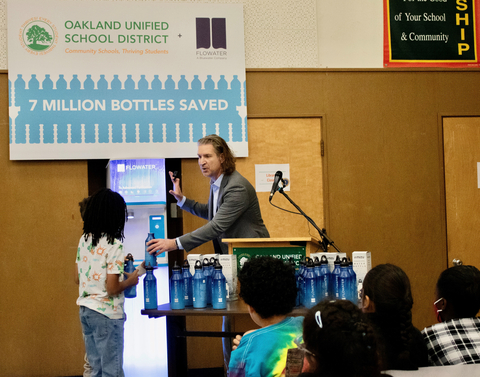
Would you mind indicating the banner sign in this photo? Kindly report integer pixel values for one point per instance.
(120, 80)
(431, 33)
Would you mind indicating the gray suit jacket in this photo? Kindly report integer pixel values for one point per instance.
(238, 215)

• • •

**Что нужно сделать:** Перепишите все строки выше, заменив «in this photo» на «in this image» и оставив остальное без изменений. Картинки в ответ не включайте.

**Результат:**
Would you mind indicating the banner sign in this image? Kindly report integer pixel values for one point per instance.
(120, 80)
(431, 33)
Would you mind indicating the gray suit jacket in this image? Kindly report integer pixel values for one point per instance.
(238, 215)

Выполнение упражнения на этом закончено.